◆ EXTRACTED DATA ◆
◆ ◆ ◆ ◆ ◆ ◆ ◆

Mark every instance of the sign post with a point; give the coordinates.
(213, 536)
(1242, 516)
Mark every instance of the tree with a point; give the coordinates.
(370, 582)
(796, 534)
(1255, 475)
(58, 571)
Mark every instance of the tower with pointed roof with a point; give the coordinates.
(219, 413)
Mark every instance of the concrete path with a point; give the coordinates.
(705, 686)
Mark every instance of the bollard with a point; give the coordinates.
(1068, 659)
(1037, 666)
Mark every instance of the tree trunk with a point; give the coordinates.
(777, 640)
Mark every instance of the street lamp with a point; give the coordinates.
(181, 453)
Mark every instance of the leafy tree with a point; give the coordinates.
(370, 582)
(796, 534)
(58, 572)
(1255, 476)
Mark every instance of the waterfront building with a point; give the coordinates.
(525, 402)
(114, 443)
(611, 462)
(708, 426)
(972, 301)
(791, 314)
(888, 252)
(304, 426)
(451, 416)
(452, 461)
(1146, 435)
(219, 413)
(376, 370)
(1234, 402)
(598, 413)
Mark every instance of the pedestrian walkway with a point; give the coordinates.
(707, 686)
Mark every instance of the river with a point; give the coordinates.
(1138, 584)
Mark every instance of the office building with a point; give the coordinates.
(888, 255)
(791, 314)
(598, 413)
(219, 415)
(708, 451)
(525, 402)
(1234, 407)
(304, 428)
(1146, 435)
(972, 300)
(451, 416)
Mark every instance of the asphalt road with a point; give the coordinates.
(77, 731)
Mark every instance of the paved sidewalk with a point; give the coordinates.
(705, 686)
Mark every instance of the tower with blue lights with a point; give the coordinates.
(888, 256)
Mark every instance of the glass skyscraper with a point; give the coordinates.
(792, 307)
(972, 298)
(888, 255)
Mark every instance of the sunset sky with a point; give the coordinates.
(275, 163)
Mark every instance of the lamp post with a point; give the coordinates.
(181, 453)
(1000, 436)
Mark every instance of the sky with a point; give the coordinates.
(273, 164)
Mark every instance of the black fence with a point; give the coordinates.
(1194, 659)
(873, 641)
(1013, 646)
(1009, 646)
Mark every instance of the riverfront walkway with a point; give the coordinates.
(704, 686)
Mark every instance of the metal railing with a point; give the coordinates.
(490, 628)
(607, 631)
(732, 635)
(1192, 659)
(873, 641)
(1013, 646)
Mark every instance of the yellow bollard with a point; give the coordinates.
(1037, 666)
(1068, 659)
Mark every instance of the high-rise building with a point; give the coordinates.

◆ ◆ ◆ ◆ ◆ ◆ ◆

◆ WHAT THE EXERCISE ASKS ◆
Set down every record once more, exactly as written.

◆ RESULT OF THIS TASK ◆
Mark every instance of the sign post with a point; give the coordinates.
(213, 536)
(1242, 516)
Mark every instance of the tree with a point; give the coordinates.
(370, 582)
(796, 534)
(1255, 475)
(58, 571)
Mark every instance of the tower with pointed roof with a point; give the coordinates.
(219, 413)
Mark every instance of the concrete path with a point; give the coordinates.
(705, 686)
Mark every instance of the bollard with a point; give the coordinates.
(1068, 659)
(1037, 666)
Mark every instance of the tree trunk with a point; give the coordinates.
(777, 640)
Mark every instance of the street lamp with a point; give the coordinates.
(181, 453)
Mark every instance of the leafy tree with a point; give the coordinates.
(370, 582)
(796, 534)
(58, 572)
(1255, 476)
Mark every instance of the waterfront building with a point; give the coordinates.
(525, 402)
(114, 443)
(611, 462)
(708, 426)
(972, 301)
(791, 314)
(888, 252)
(304, 426)
(451, 416)
(452, 461)
(1146, 435)
(219, 413)
(376, 370)
(1234, 402)
(598, 413)
Mark every instance of the pedestrian walkway with a point; give the coordinates.
(707, 686)
Mark every instance of the river with a point; give the coordinates.
(1138, 584)
Mark every instance of the office building with a point; give the coordinates.
(888, 255)
(791, 314)
(598, 413)
(219, 415)
(708, 451)
(525, 402)
(1234, 407)
(304, 428)
(1146, 435)
(972, 300)
(451, 416)
Mark every instance of the asphalt road with a point; give the coordinates.
(77, 731)
Mark every instance of the paved sidewalk with a point; give the coordinates.
(705, 686)
Mark every instance of the tower with blue lights with a point; give the coordinates.
(888, 256)
Mark every instance of the glass skyscraper with a point; give the coordinates.
(792, 307)
(972, 298)
(888, 255)
Mark every instance of the sunset sky with a point; give the coordinates.
(275, 163)
Mark every instance of the lamp post with a point; give the coordinates.
(181, 453)
(1000, 436)
Mark every instance of the sky with a point; give the coordinates.
(273, 164)
Mark every instance of the black fence with a point; give the coordinates.
(1194, 659)
(873, 641)
(1013, 646)
(1009, 646)
Mark every instance of the riverfront walkway with a point; give the coordinates.
(704, 686)
Mark every instance of the metal railing with a point; give the coordinates.
(490, 628)
(607, 631)
(732, 635)
(1192, 659)
(873, 641)
(1013, 646)
Mark every instance of the yellow bollard with a point; give the coordinates.
(1037, 666)
(1068, 659)
Mark every instance of the high-rise building with a point; give the coordinates.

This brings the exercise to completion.